Can you transcribe every record below exactly as it appears?

[Collected data entries]
━━━━

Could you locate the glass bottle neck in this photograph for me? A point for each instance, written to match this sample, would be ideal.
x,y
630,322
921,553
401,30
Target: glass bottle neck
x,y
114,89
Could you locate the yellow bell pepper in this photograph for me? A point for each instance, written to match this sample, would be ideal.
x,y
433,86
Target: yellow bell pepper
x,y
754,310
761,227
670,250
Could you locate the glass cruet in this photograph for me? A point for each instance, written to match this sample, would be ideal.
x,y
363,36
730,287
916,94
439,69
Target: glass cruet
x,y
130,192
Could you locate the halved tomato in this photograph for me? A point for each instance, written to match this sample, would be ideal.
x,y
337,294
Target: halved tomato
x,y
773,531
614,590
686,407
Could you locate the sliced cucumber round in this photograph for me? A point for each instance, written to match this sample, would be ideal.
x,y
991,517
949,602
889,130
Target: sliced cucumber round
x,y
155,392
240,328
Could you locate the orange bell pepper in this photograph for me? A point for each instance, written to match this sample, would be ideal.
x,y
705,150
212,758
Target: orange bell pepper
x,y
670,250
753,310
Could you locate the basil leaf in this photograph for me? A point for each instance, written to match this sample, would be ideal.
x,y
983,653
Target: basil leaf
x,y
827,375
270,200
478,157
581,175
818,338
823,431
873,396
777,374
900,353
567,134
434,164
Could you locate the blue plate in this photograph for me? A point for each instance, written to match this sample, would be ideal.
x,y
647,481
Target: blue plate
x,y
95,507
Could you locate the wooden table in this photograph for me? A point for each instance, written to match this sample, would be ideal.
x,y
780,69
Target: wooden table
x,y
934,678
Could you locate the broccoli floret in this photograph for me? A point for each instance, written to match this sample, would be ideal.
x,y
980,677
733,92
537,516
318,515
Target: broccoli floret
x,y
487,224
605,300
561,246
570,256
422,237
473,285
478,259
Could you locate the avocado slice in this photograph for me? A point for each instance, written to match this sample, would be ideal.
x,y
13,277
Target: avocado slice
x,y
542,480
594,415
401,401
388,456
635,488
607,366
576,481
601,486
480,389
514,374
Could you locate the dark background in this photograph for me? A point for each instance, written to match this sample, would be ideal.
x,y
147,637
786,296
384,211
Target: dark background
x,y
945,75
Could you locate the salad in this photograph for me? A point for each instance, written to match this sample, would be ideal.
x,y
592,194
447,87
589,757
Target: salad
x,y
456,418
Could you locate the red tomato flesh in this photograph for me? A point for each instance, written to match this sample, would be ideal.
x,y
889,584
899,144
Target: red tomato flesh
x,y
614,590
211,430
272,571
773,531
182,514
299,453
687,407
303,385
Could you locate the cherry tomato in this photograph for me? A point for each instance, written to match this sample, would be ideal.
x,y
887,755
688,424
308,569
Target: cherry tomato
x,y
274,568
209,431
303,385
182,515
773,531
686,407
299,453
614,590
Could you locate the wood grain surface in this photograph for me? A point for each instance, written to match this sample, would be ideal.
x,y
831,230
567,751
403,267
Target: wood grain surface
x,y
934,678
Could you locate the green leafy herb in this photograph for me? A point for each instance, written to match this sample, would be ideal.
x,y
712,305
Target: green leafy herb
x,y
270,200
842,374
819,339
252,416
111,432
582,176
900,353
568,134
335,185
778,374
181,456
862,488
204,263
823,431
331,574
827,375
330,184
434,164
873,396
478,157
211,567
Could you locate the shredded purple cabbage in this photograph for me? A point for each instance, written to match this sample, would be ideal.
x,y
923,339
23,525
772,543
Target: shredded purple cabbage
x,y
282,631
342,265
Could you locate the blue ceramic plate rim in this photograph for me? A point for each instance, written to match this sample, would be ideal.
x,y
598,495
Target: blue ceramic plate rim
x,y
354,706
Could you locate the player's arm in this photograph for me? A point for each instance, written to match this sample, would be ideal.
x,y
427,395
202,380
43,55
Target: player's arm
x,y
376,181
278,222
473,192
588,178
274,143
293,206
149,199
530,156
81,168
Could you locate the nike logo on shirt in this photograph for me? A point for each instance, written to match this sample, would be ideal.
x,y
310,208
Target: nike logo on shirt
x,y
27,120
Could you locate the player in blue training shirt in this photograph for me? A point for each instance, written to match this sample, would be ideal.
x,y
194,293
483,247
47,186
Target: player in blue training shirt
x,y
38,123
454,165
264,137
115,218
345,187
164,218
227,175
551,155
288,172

━━━━

ANSWER TO THE EXERCISE:
Could you locate the glass bottle neck in this photograph for me? A point for each instance, written to match this sample, would be ideal.
x,y
630,322
921,553
401,30
Target: glass bottle neck
x,y
114,89
Could you locate the yellow bell pepper in this photograph for me? A point for each instance, written to match this sample, would be ideal.
x,y
433,86
Target: yellow bell pepper
x,y
754,310
761,227
670,250
Could you locate the glass cruet in this photograph for me? A point for each instance, written to match this sample, would be ideal.
x,y
363,36
730,287
916,94
439,69
Target: glass cruet
x,y
130,192
Could you locate the halved tomato in this photograph for me? A point for each instance, written to match this sample, would be ideal.
x,y
337,294
Target: halved tomato
x,y
773,531
614,590
686,407
Could you locate the sliced cucumber round in this photograph for me? A point for each instance, written to match this sample, would be ideal.
x,y
991,517
949,602
889,130
Target: sliced cucumber round
x,y
155,392
240,328
Could you locate the orange bell pepper in this photograph for me? A point for each instance, written to match this sample, would be ideal.
x,y
705,150
212,758
Target: orange bell pepper
x,y
670,250
753,310
Could you locate the basil leaf in this photograph for me? A point for each instance, written to match this sample, would be ideal.
x,y
983,653
Target: basil leaf
x,y
827,375
270,200
478,157
581,175
818,338
823,431
873,396
777,374
900,353
567,134
434,164
Could you locate the blue plate in this photograph for me? A point for each instance, written to match this sample, would be ideal.
x,y
647,481
Target: blue plate
x,y
95,507
Could you locate the wooden table in this photograph for me? A point for each instance, written to match this sample, would be ideal.
x,y
780,69
Target: wooden table
x,y
934,678
Could you locate the broccoli floret in this photograph for me? A point for each instance, written to match this sample, would be ideal.
x,y
980,677
733,92
537,516
318,515
Target: broccoli floret
x,y
487,224
605,300
561,246
570,256
422,237
473,285
478,259
Could you locate the avocado slice in this photograph for me? A point for each instance, written to match this sample, would be ideal.
x,y
13,277
Target: avocado slice
x,y
542,480
594,415
401,401
388,456
635,488
607,366
576,481
601,486
480,389
514,374
Could you locate the dark background in this photograph for me? A point for each instance, written to match this sample, would be ideal.
x,y
147,637
786,296
384,211
Target: dark background
x,y
945,75
Could you locate the salad in this photograph for me? A point for each instance, written to match this sample, would be ideal.
x,y
592,194
447,87
589,757
Target: salad
x,y
456,418
Could you locate the red tomato flesh in this photograph for me? A point for each instance, written to match this sample, would be ideal.
x,y
889,584
899,144
Target: red tomato flesh
x,y
614,590
211,430
272,571
773,531
182,514
299,453
687,407
303,385
Could you locate the cherry tomato in this photograph for me? A point for each instance, written to match this sample, would be ideal.
x,y
887,755
688,424
308,569
Target: cherry tomato
x,y
274,568
209,431
303,385
182,515
773,531
686,407
299,453
614,590
Could you locate the wood grain surface in this photograph for me? A point for each instance, written to match this sample, would be ideal.
x,y
831,230
567,751
403,267
Target: wood grain surface
x,y
934,678
Could you locate the green leafy herb in this photograph for me? A point for each instance, written to match this sample, would be ideal.
x,y
712,305
Target: green leafy herb
x,y
270,200
842,374
819,339
252,416
111,432
582,176
900,353
568,134
335,185
778,374
181,456
862,488
204,263
823,431
331,574
827,375
330,184
434,164
873,396
478,157
211,567
Could you locate the shredded purple cabbage in this photograph for me? A point for each instance, written to match this sample, would be ideal.
x,y
923,339
23,525
772,543
Target: shredded purple cabbage
x,y
282,631
342,265
Could you locate the blue ceramic plate rim in this photograph for me? A point for each instance, written to match this sample, would be ideal.
x,y
598,495
Target: blue ceramic plate rim
x,y
354,706
Could you locate the player's arm in this photograph for me? A point for each instance, written to match this sample, would be ideal.
x,y
427,395
202,380
43,55
Target: player's arm
x,y
376,181
278,222
473,192
588,178
274,143
293,206
149,199
530,156
81,168
Could you locate the nike logo on shirt in this photograph for me? A point for each instance, written to match this sample, would be ideal.
x,y
310,208
Target: nike logo on shirt
x,y
27,120
Could you locate the player in blue training shirt in this photograph for me? A point for each instance, written to match this sample, would be ideal.
x,y
194,293
483,247
47,186
Target: player in blue training shirt
x,y
38,123
454,165
264,137
115,218
345,187
164,218
227,175
551,155
288,172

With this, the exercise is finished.